> [THE REQUEST] Locate each line in the items below that contains the string "heron" and copy those lines verbatim. The match is case-sensitive.

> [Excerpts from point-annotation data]
◆ ◆ ◆ ◆ ◆

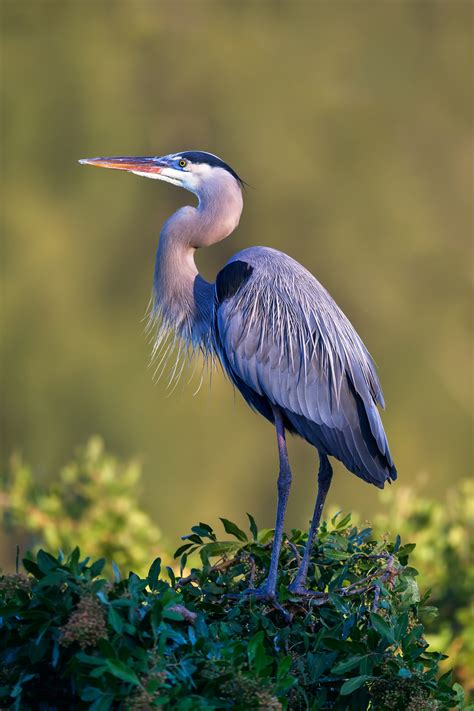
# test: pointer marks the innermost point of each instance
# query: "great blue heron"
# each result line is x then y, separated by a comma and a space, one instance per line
278, 334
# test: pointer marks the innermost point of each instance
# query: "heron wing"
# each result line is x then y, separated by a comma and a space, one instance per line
284, 341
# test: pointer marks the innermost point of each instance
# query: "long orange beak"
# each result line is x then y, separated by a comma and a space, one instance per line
145, 164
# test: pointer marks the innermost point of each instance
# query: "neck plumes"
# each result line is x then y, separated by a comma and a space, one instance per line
182, 299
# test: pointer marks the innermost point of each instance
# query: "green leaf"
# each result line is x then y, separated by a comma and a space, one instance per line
46, 562
204, 531
344, 522
103, 703
31, 567
234, 530
382, 628
353, 684
265, 535
253, 526
220, 548
182, 549
121, 671
347, 664
97, 567
115, 621
153, 574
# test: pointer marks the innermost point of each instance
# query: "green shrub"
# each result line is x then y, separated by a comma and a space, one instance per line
443, 533
94, 506
73, 639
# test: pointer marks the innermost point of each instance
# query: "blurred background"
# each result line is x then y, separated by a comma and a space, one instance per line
352, 124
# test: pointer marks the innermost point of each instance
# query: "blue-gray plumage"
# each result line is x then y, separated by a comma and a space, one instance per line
278, 334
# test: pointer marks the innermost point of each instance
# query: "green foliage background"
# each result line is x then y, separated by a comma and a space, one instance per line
352, 122
94, 504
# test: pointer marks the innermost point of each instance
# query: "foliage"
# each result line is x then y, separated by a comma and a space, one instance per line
94, 505
443, 532
195, 642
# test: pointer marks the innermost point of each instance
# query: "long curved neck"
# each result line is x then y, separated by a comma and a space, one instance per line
183, 299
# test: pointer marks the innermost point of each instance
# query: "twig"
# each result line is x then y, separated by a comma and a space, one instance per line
184, 612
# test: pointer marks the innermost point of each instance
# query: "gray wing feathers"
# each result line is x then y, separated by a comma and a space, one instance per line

◆ ◆ ◆ ◆ ◆

> [THE RESULT]
# query: "great blue heron"
# query: "heron wing"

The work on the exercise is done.